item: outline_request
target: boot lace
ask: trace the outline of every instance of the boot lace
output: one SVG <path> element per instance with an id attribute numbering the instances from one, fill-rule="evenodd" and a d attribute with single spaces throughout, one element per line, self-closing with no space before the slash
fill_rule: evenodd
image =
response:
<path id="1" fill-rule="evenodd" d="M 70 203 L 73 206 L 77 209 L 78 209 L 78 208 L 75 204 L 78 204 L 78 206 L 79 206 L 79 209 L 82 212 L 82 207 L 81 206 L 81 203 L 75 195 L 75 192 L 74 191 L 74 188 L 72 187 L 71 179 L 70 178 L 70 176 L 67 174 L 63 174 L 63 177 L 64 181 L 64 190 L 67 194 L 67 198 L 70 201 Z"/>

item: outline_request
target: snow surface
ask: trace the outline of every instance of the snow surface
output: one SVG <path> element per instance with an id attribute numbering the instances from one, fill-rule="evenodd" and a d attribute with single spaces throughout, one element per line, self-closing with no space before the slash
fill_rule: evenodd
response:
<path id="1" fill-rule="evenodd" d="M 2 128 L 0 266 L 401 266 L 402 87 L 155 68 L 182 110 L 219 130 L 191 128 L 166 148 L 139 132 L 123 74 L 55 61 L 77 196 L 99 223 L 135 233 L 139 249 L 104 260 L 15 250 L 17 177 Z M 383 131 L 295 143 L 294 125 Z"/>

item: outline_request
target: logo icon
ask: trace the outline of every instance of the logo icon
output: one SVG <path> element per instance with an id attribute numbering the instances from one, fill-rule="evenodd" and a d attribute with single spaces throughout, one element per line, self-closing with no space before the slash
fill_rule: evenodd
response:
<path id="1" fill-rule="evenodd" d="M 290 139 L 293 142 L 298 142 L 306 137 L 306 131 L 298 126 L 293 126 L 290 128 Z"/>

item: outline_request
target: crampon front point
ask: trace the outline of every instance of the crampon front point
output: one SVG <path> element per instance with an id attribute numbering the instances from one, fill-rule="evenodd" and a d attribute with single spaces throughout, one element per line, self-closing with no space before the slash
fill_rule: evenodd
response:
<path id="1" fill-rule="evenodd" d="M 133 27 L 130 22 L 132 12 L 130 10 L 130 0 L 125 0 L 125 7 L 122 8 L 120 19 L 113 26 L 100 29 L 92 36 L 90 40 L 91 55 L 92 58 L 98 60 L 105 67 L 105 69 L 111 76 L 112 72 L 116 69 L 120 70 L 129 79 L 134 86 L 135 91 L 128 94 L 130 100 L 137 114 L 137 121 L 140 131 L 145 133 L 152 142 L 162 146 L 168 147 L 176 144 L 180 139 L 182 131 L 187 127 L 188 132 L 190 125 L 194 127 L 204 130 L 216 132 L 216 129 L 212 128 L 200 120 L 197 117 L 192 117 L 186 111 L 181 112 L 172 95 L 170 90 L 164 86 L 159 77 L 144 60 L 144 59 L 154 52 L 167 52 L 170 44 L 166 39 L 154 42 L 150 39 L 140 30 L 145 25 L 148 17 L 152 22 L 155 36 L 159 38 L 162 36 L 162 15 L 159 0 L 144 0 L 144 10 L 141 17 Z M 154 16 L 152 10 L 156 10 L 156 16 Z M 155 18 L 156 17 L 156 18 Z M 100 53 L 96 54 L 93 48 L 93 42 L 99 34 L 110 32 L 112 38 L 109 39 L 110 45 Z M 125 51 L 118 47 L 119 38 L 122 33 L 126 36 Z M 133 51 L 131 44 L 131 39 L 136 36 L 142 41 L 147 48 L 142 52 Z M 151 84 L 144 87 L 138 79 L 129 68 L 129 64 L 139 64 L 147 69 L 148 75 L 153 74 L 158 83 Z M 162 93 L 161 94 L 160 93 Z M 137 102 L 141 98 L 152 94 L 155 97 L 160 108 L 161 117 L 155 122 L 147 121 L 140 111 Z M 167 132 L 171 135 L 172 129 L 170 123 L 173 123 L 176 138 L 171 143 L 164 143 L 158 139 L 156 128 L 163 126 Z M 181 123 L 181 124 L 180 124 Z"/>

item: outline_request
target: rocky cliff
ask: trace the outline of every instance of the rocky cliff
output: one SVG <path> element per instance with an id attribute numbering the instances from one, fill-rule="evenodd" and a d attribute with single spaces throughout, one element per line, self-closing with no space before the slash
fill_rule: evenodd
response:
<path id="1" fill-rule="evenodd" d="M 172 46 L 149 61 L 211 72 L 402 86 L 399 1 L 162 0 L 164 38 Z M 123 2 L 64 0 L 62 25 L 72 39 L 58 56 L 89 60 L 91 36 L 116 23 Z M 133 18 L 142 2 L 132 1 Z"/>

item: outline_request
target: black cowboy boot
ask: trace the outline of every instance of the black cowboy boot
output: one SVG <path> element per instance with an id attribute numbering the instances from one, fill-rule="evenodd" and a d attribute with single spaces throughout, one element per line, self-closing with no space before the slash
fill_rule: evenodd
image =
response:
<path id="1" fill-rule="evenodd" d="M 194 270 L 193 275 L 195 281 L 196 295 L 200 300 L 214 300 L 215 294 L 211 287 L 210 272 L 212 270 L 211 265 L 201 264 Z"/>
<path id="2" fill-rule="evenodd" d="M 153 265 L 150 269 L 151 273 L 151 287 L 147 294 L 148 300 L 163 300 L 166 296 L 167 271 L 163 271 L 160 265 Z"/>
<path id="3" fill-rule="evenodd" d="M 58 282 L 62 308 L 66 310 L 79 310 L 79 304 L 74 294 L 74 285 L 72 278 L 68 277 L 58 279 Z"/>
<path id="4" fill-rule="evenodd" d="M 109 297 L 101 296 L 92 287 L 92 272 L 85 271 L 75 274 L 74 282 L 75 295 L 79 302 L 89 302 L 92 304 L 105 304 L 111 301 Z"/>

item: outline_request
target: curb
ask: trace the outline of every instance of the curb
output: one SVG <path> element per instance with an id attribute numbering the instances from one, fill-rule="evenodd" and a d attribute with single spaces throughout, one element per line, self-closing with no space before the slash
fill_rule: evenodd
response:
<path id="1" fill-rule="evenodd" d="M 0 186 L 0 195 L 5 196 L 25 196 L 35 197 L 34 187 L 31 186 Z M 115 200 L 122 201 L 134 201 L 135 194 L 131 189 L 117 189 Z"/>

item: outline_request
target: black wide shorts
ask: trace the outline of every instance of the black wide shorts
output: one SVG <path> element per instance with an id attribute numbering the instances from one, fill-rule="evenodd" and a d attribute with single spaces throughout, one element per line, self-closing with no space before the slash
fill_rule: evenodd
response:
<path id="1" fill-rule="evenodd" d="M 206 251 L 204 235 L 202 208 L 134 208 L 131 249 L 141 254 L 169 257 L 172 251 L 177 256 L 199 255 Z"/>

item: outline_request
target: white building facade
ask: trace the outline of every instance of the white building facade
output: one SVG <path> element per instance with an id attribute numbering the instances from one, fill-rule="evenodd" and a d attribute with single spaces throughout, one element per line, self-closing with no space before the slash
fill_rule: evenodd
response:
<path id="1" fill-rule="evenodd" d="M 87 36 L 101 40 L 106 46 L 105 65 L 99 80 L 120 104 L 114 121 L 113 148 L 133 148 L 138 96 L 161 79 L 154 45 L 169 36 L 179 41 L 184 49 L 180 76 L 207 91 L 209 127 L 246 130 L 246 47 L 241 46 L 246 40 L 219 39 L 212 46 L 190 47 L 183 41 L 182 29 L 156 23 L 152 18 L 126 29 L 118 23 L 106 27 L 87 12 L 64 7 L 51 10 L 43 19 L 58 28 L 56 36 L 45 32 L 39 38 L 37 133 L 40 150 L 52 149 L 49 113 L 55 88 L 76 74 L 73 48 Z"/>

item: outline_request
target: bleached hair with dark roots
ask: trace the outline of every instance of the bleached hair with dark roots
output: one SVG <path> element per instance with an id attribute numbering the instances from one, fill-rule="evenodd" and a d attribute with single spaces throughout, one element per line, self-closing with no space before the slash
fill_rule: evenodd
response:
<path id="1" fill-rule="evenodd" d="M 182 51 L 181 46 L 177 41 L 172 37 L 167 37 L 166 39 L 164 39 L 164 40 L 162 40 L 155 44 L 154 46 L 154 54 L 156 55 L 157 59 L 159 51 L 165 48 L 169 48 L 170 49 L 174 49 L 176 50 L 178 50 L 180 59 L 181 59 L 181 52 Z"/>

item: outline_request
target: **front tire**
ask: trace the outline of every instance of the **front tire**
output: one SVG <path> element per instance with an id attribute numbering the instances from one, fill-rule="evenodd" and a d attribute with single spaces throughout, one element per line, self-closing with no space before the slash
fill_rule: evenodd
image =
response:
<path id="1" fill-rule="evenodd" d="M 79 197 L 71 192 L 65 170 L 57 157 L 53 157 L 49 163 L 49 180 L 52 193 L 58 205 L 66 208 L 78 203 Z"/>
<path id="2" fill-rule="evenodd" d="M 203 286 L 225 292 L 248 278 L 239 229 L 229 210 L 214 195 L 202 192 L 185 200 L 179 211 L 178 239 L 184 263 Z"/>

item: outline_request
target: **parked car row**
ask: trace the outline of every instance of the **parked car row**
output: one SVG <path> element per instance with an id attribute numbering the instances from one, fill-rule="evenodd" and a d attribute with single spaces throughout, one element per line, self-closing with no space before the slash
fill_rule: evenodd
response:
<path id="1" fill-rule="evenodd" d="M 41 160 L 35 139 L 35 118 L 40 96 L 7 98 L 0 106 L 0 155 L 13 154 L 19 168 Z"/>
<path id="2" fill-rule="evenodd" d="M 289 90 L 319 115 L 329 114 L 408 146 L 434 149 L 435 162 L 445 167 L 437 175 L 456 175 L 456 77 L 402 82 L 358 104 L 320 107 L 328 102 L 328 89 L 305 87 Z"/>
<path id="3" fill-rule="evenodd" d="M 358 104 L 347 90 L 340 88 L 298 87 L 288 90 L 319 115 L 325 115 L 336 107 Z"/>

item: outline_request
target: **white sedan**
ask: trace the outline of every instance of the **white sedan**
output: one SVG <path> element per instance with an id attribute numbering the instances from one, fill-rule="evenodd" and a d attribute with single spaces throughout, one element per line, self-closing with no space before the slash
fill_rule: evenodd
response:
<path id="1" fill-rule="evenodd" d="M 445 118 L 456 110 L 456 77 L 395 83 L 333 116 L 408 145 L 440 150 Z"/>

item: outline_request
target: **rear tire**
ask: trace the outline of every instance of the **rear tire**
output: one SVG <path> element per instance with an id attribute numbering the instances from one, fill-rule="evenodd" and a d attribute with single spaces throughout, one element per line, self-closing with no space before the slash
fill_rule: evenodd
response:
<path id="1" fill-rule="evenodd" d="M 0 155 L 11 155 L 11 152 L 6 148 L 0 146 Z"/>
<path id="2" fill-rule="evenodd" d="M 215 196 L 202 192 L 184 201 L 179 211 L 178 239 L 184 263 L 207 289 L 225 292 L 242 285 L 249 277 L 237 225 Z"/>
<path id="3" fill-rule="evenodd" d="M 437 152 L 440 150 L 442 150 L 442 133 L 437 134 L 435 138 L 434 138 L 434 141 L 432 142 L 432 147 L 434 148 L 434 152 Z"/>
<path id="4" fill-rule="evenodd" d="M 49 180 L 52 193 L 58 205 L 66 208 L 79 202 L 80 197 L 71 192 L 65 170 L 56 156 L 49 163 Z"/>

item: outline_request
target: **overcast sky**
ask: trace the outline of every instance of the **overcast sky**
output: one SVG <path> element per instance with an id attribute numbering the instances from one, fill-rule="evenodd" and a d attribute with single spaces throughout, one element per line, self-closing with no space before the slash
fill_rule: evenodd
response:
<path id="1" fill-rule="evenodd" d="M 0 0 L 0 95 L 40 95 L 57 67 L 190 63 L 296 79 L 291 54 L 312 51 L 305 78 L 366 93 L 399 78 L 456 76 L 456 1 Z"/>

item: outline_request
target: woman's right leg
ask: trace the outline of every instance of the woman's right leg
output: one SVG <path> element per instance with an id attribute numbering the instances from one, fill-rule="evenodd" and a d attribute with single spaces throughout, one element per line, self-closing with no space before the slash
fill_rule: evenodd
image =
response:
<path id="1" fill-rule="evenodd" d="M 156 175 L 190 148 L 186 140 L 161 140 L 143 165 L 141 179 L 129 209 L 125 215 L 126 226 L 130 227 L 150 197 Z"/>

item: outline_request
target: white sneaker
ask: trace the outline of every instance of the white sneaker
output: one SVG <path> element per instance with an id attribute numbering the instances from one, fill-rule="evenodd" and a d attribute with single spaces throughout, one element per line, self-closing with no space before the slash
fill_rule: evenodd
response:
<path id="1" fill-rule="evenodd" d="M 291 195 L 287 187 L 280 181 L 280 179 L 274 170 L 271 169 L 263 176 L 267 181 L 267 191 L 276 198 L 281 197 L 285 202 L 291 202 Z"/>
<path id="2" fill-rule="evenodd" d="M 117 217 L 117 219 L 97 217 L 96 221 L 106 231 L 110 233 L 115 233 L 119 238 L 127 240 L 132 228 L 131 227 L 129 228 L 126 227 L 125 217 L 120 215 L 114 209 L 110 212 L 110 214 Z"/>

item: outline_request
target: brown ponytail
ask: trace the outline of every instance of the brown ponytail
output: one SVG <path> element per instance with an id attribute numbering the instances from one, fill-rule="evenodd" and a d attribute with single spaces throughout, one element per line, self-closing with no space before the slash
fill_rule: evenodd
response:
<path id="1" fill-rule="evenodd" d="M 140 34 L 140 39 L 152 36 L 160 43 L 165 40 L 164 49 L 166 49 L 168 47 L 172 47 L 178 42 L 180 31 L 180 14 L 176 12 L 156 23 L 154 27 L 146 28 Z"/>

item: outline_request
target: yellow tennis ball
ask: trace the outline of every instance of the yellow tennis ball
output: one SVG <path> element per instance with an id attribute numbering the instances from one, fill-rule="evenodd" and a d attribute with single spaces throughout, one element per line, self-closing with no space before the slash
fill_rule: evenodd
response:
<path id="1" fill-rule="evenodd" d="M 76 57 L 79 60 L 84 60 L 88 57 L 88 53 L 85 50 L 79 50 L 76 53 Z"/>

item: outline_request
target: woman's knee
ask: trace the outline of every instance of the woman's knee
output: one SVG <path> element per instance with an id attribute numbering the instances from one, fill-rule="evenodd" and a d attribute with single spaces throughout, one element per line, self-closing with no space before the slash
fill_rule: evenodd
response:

====================

AIM
Rewrite the listing from its start through the line containing "70 203 L 73", replacing "boot lace" with "shoelace" and leaving everything else unchanged.

EXERCISE OUTPUT
item: outline_request
target: shoelace
ask: trace the outline of every instance of the shoelace
output: one SVG <path> element per instance with an id attribute numbering the instances from one, fill-rule="evenodd" and a d attribute with single spaces throughout, one element per line, self-closing with no space before the slash
fill_rule: evenodd
image =
response:
<path id="1" fill-rule="evenodd" d="M 70 203 L 73 206 L 77 209 L 78 209 L 78 208 L 75 204 L 78 204 L 78 206 L 79 206 L 79 209 L 82 212 L 82 207 L 81 206 L 81 203 L 75 195 L 75 192 L 74 191 L 74 188 L 72 187 L 71 179 L 70 178 L 70 176 L 67 174 L 63 174 L 63 177 L 64 181 L 64 190 L 67 194 L 67 198 L 70 201 Z"/>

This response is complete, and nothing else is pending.